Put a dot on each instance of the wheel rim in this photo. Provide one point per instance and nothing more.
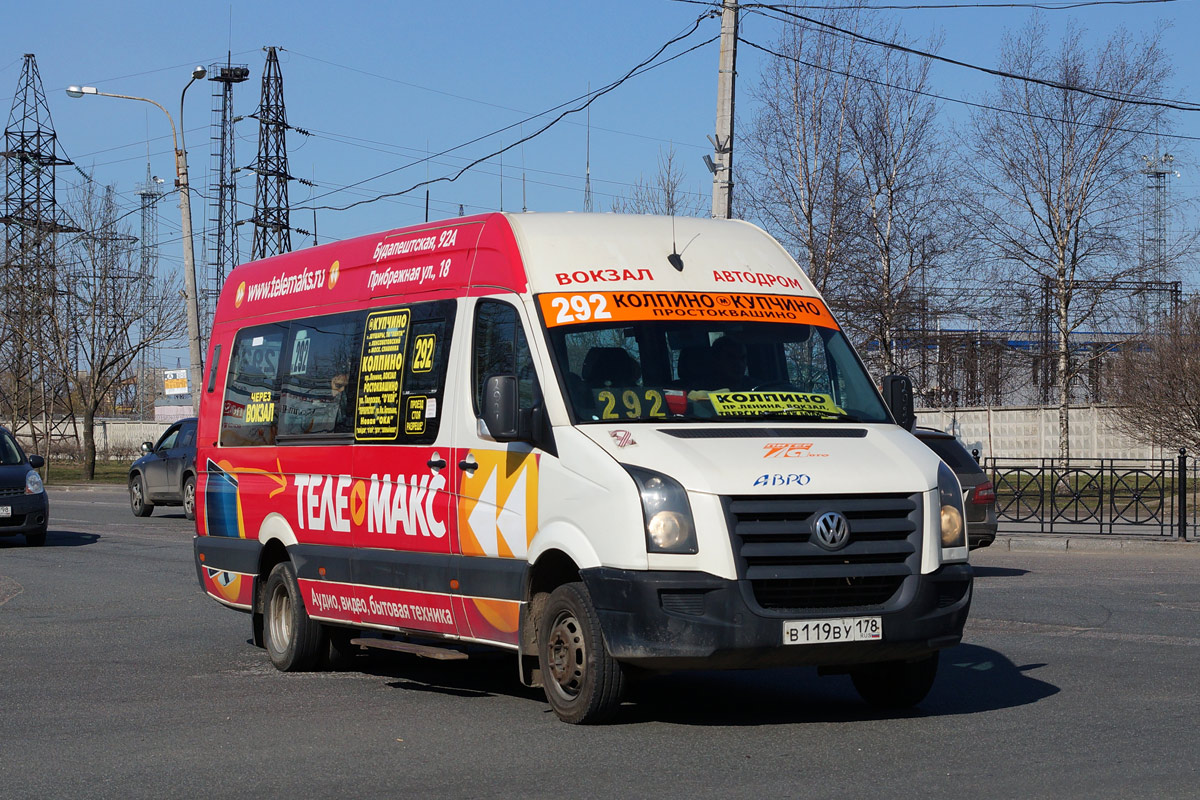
(280, 623)
(567, 655)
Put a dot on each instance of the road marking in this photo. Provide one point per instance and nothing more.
(9, 589)
(977, 625)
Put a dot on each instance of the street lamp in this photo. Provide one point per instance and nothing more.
(185, 212)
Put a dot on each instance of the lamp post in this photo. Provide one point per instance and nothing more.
(185, 212)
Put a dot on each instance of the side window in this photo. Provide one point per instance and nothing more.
(501, 349)
(252, 390)
(187, 435)
(429, 348)
(319, 376)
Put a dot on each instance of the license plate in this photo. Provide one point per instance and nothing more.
(844, 629)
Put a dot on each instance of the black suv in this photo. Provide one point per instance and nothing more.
(978, 494)
(24, 507)
(166, 473)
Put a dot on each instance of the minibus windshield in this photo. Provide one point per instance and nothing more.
(706, 371)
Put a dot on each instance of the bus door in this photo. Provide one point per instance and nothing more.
(498, 482)
(402, 498)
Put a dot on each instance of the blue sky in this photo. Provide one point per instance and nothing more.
(383, 84)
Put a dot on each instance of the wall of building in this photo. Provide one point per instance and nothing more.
(1032, 432)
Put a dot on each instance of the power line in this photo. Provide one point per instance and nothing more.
(1122, 97)
(645, 66)
(951, 100)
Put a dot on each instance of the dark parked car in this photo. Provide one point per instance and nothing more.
(24, 507)
(166, 473)
(978, 494)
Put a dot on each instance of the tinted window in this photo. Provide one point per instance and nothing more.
(10, 453)
(168, 439)
(953, 453)
(501, 349)
(252, 391)
(319, 383)
(369, 377)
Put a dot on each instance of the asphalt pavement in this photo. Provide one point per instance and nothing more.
(120, 679)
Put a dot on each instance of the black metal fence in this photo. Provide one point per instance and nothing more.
(1129, 497)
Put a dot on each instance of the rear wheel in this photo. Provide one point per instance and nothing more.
(895, 684)
(190, 497)
(582, 681)
(294, 642)
(138, 504)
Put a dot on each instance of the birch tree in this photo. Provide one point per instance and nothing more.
(1055, 173)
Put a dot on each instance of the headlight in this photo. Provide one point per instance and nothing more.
(949, 495)
(666, 511)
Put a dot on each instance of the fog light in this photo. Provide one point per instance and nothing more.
(669, 530)
(952, 527)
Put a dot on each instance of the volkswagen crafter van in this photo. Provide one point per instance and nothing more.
(609, 444)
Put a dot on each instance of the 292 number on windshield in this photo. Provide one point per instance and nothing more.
(821, 631)
(630, 404)
(581, 308)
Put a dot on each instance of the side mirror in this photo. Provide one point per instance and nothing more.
(501, 408)
(898, 395)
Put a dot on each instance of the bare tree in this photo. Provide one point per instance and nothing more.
(844, 162)
(108, 313)
(1055, 175)
(663, 194)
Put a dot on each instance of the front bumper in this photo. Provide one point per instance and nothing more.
(688, 620)
(27, 513)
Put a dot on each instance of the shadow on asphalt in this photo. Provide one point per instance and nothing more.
(53, 539)
(971, 680)
(997, 572)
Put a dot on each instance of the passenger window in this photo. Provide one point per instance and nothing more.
(168, 439)
(429, 348)
(321, 376)
(252, 390)
(501, 349)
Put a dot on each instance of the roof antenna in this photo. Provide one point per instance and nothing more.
(675, 259)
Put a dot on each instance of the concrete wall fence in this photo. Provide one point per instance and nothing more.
(1032, 432)
(117, 439)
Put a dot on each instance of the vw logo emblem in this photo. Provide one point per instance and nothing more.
(831, 530)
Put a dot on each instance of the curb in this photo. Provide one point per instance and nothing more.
(1051, 543)
(83, 487)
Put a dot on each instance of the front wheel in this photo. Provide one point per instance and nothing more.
(582, 681)
(190, 497)
(294, 642)
(138, 504)
(895, 684)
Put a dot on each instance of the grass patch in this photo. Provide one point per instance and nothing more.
(107, 471)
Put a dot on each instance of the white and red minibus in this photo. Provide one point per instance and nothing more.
(599, 441)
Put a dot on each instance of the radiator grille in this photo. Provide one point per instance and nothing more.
(786, 571)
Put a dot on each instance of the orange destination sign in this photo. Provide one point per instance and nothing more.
(577, 307)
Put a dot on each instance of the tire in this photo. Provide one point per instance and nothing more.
(294, 642)
(582, 681)
(190, 497)
(36, 537)
(138, 503)
(895, 684)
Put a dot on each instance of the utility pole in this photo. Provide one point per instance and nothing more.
(723, 143)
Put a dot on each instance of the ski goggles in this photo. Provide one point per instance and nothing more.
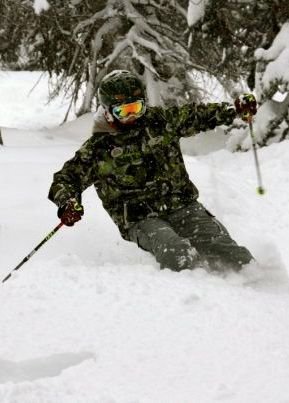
(124, 111)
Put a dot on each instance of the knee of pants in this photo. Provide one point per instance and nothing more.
(177, 256)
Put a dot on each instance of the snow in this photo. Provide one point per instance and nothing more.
(90, 318)
(40, 5)
(278, 57)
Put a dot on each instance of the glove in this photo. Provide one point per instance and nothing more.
(246, 106)
(70, 213)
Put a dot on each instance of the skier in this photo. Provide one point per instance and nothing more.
(133, 158)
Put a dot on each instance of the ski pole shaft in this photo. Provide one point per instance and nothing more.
(53, 232)
(260, 188)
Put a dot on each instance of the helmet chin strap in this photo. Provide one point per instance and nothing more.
(123, 122)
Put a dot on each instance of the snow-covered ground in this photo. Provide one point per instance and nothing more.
(92, 319)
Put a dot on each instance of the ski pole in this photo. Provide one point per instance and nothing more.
(34, 251)
(260, 189)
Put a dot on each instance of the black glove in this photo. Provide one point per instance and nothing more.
(70, 213)
(246, 106)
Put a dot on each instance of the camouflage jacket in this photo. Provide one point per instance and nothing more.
(138, 171)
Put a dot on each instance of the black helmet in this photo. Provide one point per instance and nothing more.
(119, 86)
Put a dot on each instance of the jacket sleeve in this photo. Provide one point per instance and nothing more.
(76, 175)
(190, 119)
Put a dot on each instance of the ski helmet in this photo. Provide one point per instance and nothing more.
(118, 87)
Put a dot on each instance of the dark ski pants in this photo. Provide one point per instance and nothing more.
(187, 238)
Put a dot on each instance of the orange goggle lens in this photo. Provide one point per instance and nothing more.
(123, 111)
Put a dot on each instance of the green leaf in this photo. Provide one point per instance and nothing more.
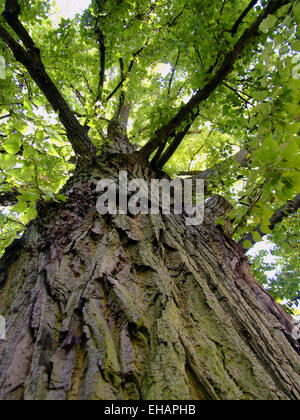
(268, 23)
(13, 144)
(256, 236)
(247, 245)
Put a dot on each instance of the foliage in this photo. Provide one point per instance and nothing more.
(160, 53)
(284, 284)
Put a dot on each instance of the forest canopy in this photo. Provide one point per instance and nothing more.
(225, 74)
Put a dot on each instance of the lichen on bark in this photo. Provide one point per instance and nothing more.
(136, 307)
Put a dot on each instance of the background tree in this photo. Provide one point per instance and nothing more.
(129, 307)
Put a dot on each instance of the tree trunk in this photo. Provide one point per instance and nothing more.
(136, 307)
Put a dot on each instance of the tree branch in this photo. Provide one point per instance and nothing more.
(173, 73)
(124, 76)
(31, 60)
(287, 210)
(176, 142)
(9, 198)
(203, 94)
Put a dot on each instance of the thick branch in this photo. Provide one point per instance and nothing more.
(102, 50)
(287, 210)
(30, 58)
(203, 94)
(125, 76)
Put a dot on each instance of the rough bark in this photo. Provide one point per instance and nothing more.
(137, 307)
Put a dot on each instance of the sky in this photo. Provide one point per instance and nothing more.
(68, 8)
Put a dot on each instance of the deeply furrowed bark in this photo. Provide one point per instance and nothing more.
(136, 307)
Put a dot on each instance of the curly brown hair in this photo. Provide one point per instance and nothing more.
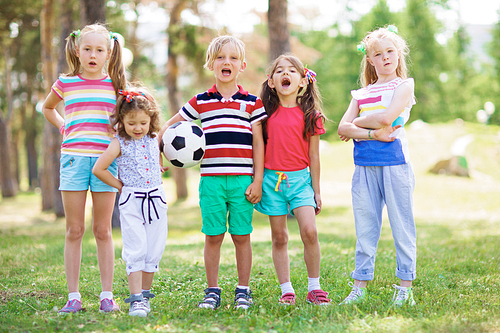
(309, 98)
(140, 99)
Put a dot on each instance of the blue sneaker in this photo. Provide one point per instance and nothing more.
(211, 299)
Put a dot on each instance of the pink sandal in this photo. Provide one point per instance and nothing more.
(318, 297)
(288, 299)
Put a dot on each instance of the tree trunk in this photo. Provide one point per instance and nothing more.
(30, 130)
(9, 185)
(46, 31)
(178, 174)
(92, 11)
(279, 36)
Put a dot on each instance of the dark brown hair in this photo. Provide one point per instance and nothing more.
(141, 101)
(308, 99)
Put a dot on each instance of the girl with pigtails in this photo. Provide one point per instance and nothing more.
(89, 94)
(292, 169)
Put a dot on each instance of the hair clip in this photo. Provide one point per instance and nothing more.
(75, 34)
(129, 95)
(392, 28)
(310, 75)
(362, 48)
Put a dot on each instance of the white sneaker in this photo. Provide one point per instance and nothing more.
(402, 296)
(146, 296)
(138, 309)
(357, 295)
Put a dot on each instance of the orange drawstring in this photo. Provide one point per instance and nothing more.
(281, 176)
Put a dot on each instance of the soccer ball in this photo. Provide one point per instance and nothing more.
(184, 144)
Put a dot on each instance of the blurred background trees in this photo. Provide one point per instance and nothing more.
(165, 42)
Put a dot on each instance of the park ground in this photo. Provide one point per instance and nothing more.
(458, 268)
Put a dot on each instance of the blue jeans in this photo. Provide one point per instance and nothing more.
(372, 188)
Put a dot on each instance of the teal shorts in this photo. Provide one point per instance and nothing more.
(223, 202)
(283, 191)
(75, 174)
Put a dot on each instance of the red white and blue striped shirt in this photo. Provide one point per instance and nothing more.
(227, 125)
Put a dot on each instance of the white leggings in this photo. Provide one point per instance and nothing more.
(143, 218)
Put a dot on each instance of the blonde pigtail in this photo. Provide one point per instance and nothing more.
(71, 57)
(116, 70)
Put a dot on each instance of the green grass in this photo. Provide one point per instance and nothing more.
(458, 268)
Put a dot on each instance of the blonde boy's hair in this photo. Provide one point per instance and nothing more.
(216, 45)
(368, 73)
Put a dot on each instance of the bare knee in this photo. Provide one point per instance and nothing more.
(280, 239)
(102, 232)
(214, 240)
(241, 240)
(310, 236)
(75, 232)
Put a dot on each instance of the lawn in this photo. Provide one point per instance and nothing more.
(458, 268)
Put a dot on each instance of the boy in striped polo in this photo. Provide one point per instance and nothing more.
(233, 165)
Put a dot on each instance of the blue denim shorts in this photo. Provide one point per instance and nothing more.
(75, 174)
(283, 191)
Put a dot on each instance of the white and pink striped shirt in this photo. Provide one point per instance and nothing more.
(88, 105)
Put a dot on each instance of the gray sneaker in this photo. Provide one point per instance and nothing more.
(357, 295)
(242, 298)
(402, 296)
(137, 307)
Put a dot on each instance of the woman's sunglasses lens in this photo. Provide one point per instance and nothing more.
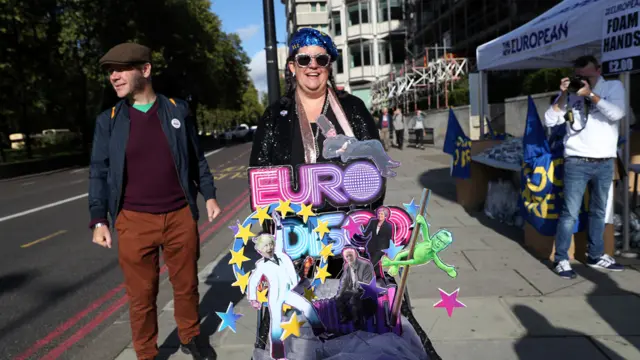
(322, 60)
(304, 60)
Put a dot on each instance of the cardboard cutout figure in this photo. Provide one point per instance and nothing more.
(349, 148)
(281, 275)
(349, 300)
(426, 251)
(379, 230)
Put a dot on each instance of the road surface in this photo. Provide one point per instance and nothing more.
(57, 288)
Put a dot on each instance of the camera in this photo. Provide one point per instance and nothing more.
(575, 84)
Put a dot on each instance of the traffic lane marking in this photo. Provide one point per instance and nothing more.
(64, 201)
(45, 238)
(240, 203)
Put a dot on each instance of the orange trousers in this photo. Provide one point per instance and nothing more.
(141, 236)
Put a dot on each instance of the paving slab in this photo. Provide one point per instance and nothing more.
(493, 283)
(546, 281)
(521, 349)
(618, 347)
(596, 282)
(597, 315)
(482, 318)
(502, 259)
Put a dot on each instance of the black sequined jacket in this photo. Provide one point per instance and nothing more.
(273, 143)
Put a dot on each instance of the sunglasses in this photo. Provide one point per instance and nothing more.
(303, 60)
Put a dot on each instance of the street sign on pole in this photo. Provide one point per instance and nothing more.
(271, 48)
(621, 38)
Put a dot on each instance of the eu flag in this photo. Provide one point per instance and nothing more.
(541, 176)
(458, 145)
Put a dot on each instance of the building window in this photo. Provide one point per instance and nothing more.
(315, 7)
(335, 21)
(395, 9)
(367, 52)
(360, 53)
(383, 53)
(397, 50)
(364, 12)
(354, 15)
(383, 11)
(358, 13)
(355, 55)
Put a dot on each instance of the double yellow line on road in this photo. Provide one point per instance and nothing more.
(43, 239)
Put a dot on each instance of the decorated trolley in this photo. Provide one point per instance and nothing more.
(303, 274)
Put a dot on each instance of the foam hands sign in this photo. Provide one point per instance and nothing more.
(542, 174)
(458, 145)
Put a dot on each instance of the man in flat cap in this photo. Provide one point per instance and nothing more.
(146, 170)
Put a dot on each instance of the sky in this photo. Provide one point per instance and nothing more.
(245, 17)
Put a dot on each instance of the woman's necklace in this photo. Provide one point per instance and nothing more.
(325, 107)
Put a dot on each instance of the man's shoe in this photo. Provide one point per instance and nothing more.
(604, 262)
(564, 270)
(199, 350)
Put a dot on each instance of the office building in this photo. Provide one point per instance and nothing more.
(369, 35)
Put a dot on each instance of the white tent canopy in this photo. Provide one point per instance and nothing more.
(565, 32)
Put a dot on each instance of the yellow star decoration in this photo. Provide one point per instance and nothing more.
(291, 327)
(262, 296)
(327, 250)
(242, 282)
(322, 274)
(305, 212)
(244, 232)
(309, 294)
(322, 228)
(261, 214)
(237, 257)
(284, 207)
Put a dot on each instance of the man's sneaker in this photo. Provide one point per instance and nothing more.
(604, 262)
(564, 270)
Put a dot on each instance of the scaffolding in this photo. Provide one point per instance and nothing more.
(429, 77)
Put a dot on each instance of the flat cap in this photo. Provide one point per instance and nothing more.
(125, 54)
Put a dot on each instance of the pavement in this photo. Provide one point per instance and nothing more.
(58, 290)
(516, 308)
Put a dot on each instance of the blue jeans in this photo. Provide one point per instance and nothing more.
(578, 173)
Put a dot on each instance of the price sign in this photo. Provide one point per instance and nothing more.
(621, 38)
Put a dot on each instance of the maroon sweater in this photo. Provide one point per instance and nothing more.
(151, 183)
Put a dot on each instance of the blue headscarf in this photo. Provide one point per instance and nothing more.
(312, 37)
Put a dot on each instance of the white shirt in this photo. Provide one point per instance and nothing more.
(282, 277)
(599, 139)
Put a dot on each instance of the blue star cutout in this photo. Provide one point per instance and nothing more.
(234, 228)
(393, 249)
(228, 318)
(412, 208)
(371, 290)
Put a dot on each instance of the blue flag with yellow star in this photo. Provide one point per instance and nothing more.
(542, 175)
(458, 145)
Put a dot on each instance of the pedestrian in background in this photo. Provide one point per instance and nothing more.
(417, 124)
(146, 170)
(385, 126)
(398, 126)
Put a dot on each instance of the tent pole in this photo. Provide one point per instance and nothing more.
(481, 80)
(625, 159)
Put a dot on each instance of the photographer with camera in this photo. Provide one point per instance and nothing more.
(591, 107)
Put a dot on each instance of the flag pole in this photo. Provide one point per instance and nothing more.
(400, 290)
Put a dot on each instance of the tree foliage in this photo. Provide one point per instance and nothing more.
(49, 74)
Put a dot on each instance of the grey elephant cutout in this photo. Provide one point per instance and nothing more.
(349, 148)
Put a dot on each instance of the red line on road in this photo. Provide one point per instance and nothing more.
(85, 330)
(114, 292)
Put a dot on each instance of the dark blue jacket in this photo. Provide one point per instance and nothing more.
(110, 137)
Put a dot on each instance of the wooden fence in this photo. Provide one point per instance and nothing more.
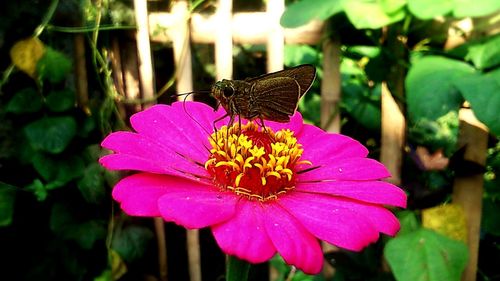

********************

List every line in the rows above that contains the word "branch".

> _WORKED SOLUTION_:
Put a dot on each instance of the tree branch in this photo. Provide one point per instance and nothing more.
Put a dot on each instance of the thick branch in this photo. Provide one point per instance and nothing more.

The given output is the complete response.